During the Vietnam War the facility was known as Udorn Royal Thai Air Force Base, serving as a front-line base of the United States Air Force and was the Asian headquarters for Air America.

On 8 February 2006, an international group of skydivers from 31 countries called the "World Team" set a world record for the largest freefall formation, a 400-way, over the Udon Thani airport.

## Information
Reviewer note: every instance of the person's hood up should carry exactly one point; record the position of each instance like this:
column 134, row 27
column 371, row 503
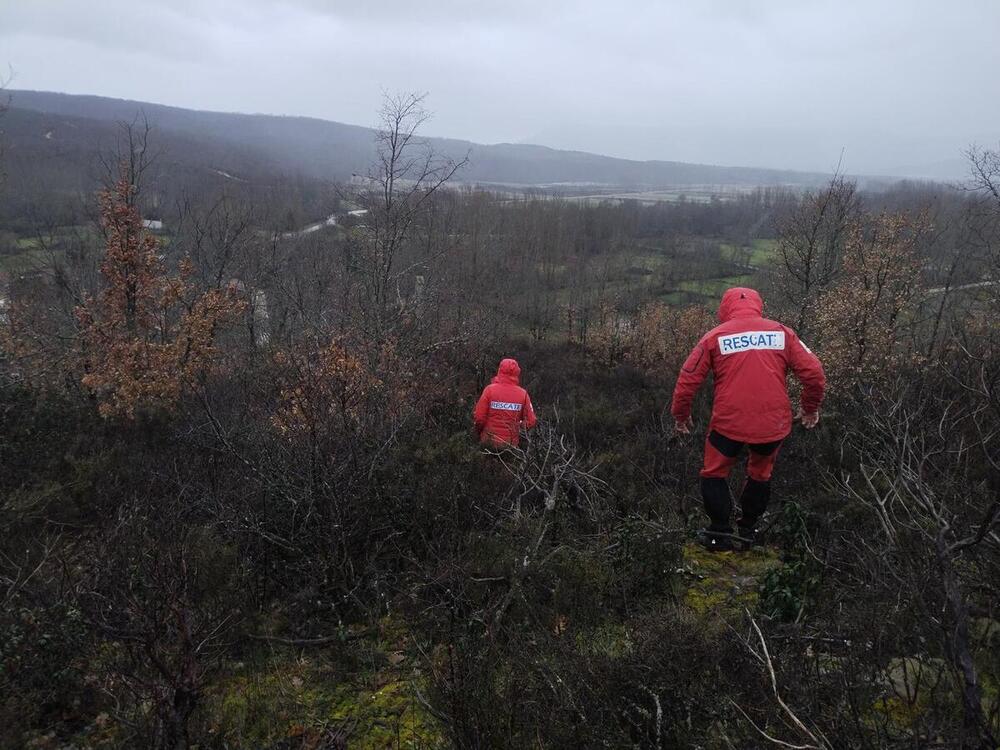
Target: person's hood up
column 508, row 372
column 740, row 302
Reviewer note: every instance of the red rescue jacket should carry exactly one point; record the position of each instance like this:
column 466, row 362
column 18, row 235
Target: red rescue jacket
column 750, row 357
column 503, row 407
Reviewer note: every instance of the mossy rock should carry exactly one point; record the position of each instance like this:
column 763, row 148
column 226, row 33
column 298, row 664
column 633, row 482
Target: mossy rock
column 724, row 583
column 295, row 702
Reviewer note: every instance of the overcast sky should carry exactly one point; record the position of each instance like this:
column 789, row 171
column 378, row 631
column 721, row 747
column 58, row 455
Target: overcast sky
column 899, row 85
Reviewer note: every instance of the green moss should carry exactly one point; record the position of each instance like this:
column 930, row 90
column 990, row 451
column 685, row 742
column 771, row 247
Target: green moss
column 724, row 582
column 307, row 697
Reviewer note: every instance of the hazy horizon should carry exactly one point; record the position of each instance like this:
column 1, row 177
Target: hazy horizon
column 901, row 89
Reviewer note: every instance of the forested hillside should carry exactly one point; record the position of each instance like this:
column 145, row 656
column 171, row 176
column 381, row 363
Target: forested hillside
column 241, row 504
column 335, row 151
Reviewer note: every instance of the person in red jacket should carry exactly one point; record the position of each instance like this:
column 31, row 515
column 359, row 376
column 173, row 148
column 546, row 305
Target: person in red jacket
column 504, row 407
column 749, row 357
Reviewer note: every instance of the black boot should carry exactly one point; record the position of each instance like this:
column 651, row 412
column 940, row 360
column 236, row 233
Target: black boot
column 753, row 503
column 716, row 541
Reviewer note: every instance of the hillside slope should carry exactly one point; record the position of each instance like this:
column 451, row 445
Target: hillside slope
column 331, row 150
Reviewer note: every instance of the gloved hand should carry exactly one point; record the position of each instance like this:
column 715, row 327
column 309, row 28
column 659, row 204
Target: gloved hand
column 684, row 427
column 808, row 420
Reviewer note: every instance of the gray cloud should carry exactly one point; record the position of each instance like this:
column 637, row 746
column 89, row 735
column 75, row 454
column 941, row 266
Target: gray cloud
column 786, row 83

## What the task asks
Resume the text about Udon Thani airport above, continuing after its last sentence on the 400-way freefall formation.

## Answer below
==Airlines and destinations==

| Airlines | Destinations |
|---|---|
| Nok Air | Bangkok–Don Mueang, Chiang Mai |
| Thai AirAsia | Bangkok–Don Mueang, Bangkok–Suvarnabhumi, Chiang Mai Phuket |
| Thai Airways International | Bangkok–Suvarnabhumi |
| Thai Lion Air | Bangkok–Don Mueang, Hat Yai, Pattaya |
| Thai VietJet Air | Bangkok–Suvarnabhumi |

==Military use==
As well as being a commercial facility, Udon Thani International Airport is also an active Royal Thai Air Force (RTAF) base, the home of Wing 23, 2nd Air Division Air Combat Command. The 231 Squadron flies 17 (out of 18 delivered) Dassault/Dornier Alpha Jet airplanes acquired second-hand from the German Air Force and delivered in 2001. The squadron previously flew F-5A/RF-5A/F-5B Freedom Fighter airplanes.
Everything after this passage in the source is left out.